- [Aim of the task]:
Turn the lines below into a Markdown table with two columns, No. and Line. Number each row and skip any blank lines.

- [Input for this task]:
* * *

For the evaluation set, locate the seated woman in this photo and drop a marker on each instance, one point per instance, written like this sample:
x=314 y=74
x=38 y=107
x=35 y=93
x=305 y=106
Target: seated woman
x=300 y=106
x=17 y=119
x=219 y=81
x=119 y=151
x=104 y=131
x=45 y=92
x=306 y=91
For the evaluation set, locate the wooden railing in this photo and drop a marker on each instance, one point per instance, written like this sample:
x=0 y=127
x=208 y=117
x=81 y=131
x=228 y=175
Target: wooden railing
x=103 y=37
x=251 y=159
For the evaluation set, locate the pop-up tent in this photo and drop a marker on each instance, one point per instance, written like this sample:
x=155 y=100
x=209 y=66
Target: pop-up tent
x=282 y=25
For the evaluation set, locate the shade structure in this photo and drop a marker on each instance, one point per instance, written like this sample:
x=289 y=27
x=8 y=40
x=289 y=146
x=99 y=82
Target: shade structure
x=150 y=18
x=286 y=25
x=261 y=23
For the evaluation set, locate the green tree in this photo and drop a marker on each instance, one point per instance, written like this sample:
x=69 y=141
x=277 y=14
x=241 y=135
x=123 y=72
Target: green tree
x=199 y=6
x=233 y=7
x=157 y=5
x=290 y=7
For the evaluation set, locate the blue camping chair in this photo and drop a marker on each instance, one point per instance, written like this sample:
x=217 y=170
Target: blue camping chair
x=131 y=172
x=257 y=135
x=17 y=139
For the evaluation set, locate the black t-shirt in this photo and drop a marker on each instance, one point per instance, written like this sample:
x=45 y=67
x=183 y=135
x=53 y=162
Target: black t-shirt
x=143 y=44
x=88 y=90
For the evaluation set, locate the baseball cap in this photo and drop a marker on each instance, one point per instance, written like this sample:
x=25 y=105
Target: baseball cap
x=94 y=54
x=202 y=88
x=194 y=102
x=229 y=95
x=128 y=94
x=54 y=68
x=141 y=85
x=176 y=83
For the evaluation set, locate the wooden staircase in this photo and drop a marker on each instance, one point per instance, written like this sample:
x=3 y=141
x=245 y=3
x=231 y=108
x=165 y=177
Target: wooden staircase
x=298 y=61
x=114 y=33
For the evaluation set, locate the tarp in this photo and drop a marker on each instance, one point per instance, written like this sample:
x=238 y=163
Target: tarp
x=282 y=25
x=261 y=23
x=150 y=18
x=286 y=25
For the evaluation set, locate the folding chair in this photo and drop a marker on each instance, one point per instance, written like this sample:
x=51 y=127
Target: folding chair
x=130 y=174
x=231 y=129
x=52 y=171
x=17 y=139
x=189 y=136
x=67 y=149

* * *

- [Solution to the problem]:
| No. | Line |
|---|---|
| 1 | For the evaluation set, locate the seated woman in this photo and drop a marker on each instance, one point per instance, written like this sample: |
| 2 | x=314 y=74 |
| 3 | x=38 y=107 |
| 4 | x=35 y=93 |
| 5 | x=305 y=106 |
| 6 | Target: seated woman |
| 7 | x=300 y=106 |
| 8 | x=17 y=119 |
| 9 | x=219 y=81 |
| 10 | x=119 y=151 |
| 11 | x=104 y=131 |
| 12 | x=45 y=92 |
| 13 | x=306 y=91 |
| 14 | For the evaluation set, locate the wooden railing in this photo and drop a marker on each instance, one point per instance, written like this sample: |
| 15 | x=0 y=127 |
| 16 | x=208 y=117 |
| 17 | x=81 y=131 |
| 18 | x=228 y=175 |
| 19 | Target: wooden railing |
| 20 | x=103 y=37 |
| 21 | x=251 y=159 |
| 22 | For the evaluation set, locate the pop-up tent in this photo and drop a marker on each instance, one point per instance, written like this sample: |
| 23 | x=155 y=100 |
| 24 | x=209 y=66 |
| 25 | Target: pop-up tent |
| 26 | x=282 y=25 |
| 27 | For the evaluation set, locate the shade structure in this photo and drop a marker on each instance, one point per instance, written like this sample: |
| 28 | x=289 y=27 |
| 29 | x=8 y=40 |
| 30 | x=289 y=146 |
| 31 | x=99 y=82 |
| 32 | Target: shade structure |
| 33 | x=150 y=18 |
| 34 | x=286 y=25 |
| 35 | x=261 y=23 |
| 36 | For the evaluation set, locate the green tree in this photo and drop a marker on each instance, one point per instance, written like this sample: |
| 37 | x=69 y=141 |
| 38 | x=277 y=14 |
| 39 | x=241 y=135 |
| 40 | x=123 y=72 |
| 41 | Target: green tree |
| 42 | x=199 y=6 |
| 43 | x=233 y=7 |
| 44 | x=157 y=5 |
| 45 | x=290 y=7 |
| 46 | For the evaluation set, locate the blue camping chair in this photo and drop a marker on each instance, one point per instance, written like this sample: |
| 47 | x=217 y=170 |
| 48 | Target: blue camping chair |
| 49 | x=131 y=172 |
| 50 | x=257 y=135 |
| 51 | x=17 y=139 |
| 52 | For the evaluation set, locate the black t-shirt in this photo and drop a marker on each instance, one point per instance, written like this sample: |
| 53 | x=45 y=67 |
| 54 | x=183 y=135 |
| 55 | x=53 y=162 |
| 56 | Target: black t-shirt |
| 57 | x=143 y=44 |
| 58 | x=88 y=90 |
| 59 | For the evaluation set, locate the baseball cap in this photo and drop a marker on each instance, one point per instance, written like this sample: |
| 60 | x=25 y=105 |
| 61 | Target: baseball cap |
| 62 | x=94 y=54 |
| 63 | x=202 y=88 |
| 64 | x=194 y=102 |
| 65 | x=229 y=95 |
| 66 | x=128 y=94 |
| 67 | x=54 y=68 |
| 68 | x=141 y=85 |
| 69 | x=176 y=83 |
| 70 | For the evaluation set, locate the wooden staircase in this photo and drop a marker on each instance, one point per instance, written like this sample: |
| 71 | x=3 y=141 |
| 72 | x=245 y=3 |
| 73 | x=231 y=108 |
| 74 | x=165 y=177 |
| 75 | Target: wooden staircase |
| 76 | x=298 y=61 |
| 77 | x=114 y=33 |
| 78 | For the evaluation set, locate the tarp in this photo and drop a marker on each instance, one point per instance, written like this sample: |
| 79 | x=238 y=163 |
| 80 | Target: tarp |
| 81 | x=282 y=25 |
| 82 | x=261 y=23 |
| 83 | x=150 y=18 |
| 84 | x=286 y=25 |
| 85 | For the evaluation set, locate the folding chair in this photo and drop a marker on each instance, one point per instance, written like this sample: |
| 86 | x=51 y=127 |
| 87 | Target: folding chair |
| 88 | x=130 y=174 |
| 89 | x=231 y=129 |
| 90 | x=52 y=171 |
| 91 | x=17 y=139 |
| 92 | x=189 y=136 |
| 93 | x=67 y=149 |